**PASSAGE SHOWN**
───

In the course of the following pages I often refer to Mr. John Bruce, the Government Schoolmaster on Murray Island. It would be difficult to exaggerate the influence he exerts for good by his instruction, advice, and unostentatious example. His help and influence were invaluable to us, and when our researches are finally published, anthropologists will cordially admit how much their science owes to “Jack Bruce.”

We found Mr. Cowling, of Mabuiag, very helpful, not only at the time but subsequently, as he has since sent us much valuable information, and he also deserves special thanks.

Our visit to Sarawak was due to a glowing invitation I received from Mr. Charles Hose, the Resident of the Baram District. I have so frequently referred in print and speech to his generosity and erudition, that I need only add here that his University has conferred on him the greatest honour it is in her power to bestow—the degree of Doctor in Science honoris causa.

But it was Rajah Sir Charles Brooke’s interest in the expedition that made many things possible, and to him we offer our hearty thanks, both for facilities placed at our disposal and for the expression of his good-will.

At Kuching we received great hospitality from the white residents. Particular mention must be made of the Hon. C. A. Bampfylde, Resident of Sarawak; on our arrival he was administrating the country in the absence of the Rajah, who was in England; nor should Dr. A. J. G. Barker, Principal Medical Officer of Sarawak, and Mr. R. Shelford, the Curator of the Museum, be omitted.

Great kindness and hospitality were shown us by Mr. O. F. Ricketts, Resident of the Limbang District. We had a most enjoyable visit to his beautiful Residency, and he arranged for us all the details of our journey up-river.

One fact through all our journeyings has continually struck me. Travellers calmly and uninvitedly plant themselves on residents by whom they are received with genuine kindness and hospitably entertained with the best that can be offered. Experience, information, and influence are cheerfully and ungrudgingly placed at the disposal of the guests, who not unfrequently palm off, without acknowledgment, on an unsuspecting public the facts that others have gleaned.

The warm welcome that one receives is as refreshing to the spirit as the shower-bath is to the body and daintily served food to the appetite when one has been wandering in the wilds.

───

**INFORMATION**

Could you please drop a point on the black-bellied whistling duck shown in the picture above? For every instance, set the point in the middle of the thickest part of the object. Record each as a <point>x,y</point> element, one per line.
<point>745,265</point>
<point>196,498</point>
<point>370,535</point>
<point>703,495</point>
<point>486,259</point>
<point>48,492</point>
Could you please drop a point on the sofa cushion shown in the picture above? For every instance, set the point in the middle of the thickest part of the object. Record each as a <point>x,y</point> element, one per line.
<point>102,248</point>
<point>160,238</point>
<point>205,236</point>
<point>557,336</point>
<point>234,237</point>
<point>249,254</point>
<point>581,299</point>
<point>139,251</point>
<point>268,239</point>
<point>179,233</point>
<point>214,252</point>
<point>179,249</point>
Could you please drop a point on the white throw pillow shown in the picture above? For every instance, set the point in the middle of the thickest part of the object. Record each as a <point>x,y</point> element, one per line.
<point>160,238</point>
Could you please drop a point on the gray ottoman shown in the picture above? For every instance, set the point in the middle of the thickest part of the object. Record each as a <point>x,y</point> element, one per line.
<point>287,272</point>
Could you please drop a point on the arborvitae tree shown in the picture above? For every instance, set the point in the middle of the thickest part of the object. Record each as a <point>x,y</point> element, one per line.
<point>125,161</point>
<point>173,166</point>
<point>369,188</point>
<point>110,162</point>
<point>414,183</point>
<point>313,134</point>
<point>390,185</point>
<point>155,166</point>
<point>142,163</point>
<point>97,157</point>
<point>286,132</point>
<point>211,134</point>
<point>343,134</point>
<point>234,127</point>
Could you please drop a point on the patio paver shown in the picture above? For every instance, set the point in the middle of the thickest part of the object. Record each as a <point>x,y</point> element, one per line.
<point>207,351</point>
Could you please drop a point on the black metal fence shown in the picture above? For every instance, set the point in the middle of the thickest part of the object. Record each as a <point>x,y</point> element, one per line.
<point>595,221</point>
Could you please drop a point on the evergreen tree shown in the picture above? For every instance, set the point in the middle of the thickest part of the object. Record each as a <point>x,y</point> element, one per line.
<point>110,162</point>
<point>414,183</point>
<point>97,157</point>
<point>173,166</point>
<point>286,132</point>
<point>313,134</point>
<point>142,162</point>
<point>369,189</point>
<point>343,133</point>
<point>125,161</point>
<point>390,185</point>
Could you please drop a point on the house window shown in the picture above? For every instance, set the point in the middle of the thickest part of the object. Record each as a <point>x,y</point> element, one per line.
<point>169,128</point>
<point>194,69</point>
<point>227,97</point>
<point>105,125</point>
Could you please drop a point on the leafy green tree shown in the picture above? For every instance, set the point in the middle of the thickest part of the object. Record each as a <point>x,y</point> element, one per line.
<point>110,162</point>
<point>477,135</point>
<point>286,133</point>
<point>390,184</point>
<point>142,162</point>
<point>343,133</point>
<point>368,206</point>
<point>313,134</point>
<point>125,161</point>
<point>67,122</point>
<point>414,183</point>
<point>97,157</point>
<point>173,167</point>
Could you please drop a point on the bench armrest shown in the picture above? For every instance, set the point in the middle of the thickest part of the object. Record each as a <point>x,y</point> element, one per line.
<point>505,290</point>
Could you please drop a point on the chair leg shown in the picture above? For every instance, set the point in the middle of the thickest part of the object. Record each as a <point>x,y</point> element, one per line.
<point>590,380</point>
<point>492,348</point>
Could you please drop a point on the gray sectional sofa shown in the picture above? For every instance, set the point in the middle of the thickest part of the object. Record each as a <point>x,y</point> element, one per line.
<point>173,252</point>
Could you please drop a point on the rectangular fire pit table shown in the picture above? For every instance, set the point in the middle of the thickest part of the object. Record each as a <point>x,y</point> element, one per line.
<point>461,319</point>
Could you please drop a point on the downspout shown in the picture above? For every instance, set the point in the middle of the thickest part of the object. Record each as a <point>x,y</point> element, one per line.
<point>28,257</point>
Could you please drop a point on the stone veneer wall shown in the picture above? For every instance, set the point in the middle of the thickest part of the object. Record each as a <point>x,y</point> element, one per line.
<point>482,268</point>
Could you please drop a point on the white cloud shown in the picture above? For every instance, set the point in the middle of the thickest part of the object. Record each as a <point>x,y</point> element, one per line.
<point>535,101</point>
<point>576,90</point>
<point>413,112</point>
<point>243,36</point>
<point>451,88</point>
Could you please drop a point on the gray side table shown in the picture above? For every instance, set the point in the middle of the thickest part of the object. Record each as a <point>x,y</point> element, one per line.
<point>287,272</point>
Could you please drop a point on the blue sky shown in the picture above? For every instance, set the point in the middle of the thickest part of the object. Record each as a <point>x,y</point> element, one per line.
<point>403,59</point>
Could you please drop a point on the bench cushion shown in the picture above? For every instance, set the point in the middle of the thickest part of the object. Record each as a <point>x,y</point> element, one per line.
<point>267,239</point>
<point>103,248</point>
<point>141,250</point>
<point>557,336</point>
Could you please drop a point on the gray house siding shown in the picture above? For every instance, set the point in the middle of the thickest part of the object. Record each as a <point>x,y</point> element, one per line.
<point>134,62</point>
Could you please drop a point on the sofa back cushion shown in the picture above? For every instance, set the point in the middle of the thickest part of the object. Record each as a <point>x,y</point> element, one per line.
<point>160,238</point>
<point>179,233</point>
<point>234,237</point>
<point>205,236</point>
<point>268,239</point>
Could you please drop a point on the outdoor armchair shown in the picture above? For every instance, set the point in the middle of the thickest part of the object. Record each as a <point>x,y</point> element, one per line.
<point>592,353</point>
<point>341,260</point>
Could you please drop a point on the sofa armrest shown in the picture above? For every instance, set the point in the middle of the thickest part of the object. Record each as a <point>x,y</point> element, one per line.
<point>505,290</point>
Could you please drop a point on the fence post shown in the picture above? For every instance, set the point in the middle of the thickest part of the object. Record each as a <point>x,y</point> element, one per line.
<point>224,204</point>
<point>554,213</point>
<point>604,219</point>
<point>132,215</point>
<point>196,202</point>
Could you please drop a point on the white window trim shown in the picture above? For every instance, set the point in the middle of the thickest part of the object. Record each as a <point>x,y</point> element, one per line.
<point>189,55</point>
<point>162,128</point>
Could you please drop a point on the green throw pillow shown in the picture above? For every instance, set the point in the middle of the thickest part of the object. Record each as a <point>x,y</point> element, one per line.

───

**TO DO**
Extend the passage thanking the expedition's hosts, picking up after its last sentence. The data were drawn from a separate source unrelated to the passage.

**EXERCISE OUTPUT**
In order to render my descriptions of the places and people more continuous I have practically ignored the exact order in which events happened or journeys were made. For those who care about chronology I append a bare statement of the location of the various members of the expedition at various times. I have also not hesitated to include certain of my experiences, or some of the information I gained, during my first expedition to Torres Straits in 1888-9; but the reader will always be able to discriminate between the two occasions.

1898.
March 10th.Left London.
April 22nd.Arrived Thursday Island, where joined by Seligmann.
April 30th.Left Thursday Island.
May 6th.Arrived Murray Island.
May 23rd.Haddon, Ray, Wilkin, and Seligmann left for New Guinea.
June 25th.Seligmann went to Rigo.
July 20th.Haddon, Ray, and Wilkin returned from New Guinea to Murray Island.
August 24th.Myers and McDougall left Murray Island for Sarawak.
Sept. 8th.Haddon, Rivers, Ray, and Wilkin left Murray Island for Kiwai.
Sept. 12th.Seligmann arrived at Saguane.
Sept. 15th.Haddon, Rivers, Wilkin, Seligmann left Saguane for Mabuiag.
Sept. 17th.Arrived Mabuiag.
Oct. 3rd.Ray came from Saguane.
Oct. 19th.Rivers left to return home.
Oct. 21st.Wilkin left to return home.
Oct. 22nd.Haddon, Ray, Seligmann left for Saibai, etc.
Nov. 15th.Left Thursday Island.
Nov. 28th.Arrived Hongkong.
Dec. 3rd.Left Hongkong.
Dec. 9th.Arrived Singapore.
Dec. 10th.Left Singapore.
Dec. 12th.Arrived Kuching.
1899.
Jan. 4th.Left Kuching for Baram.
Jan. 8th.Arrived Limbang.
Jan. 16th.Left Limbang.
Jan. 28th.Arrived Marudi (Claudetown).
April 20th.Left Marudi.
April 25th.Left Kuching.
May 31st.Arrived in London.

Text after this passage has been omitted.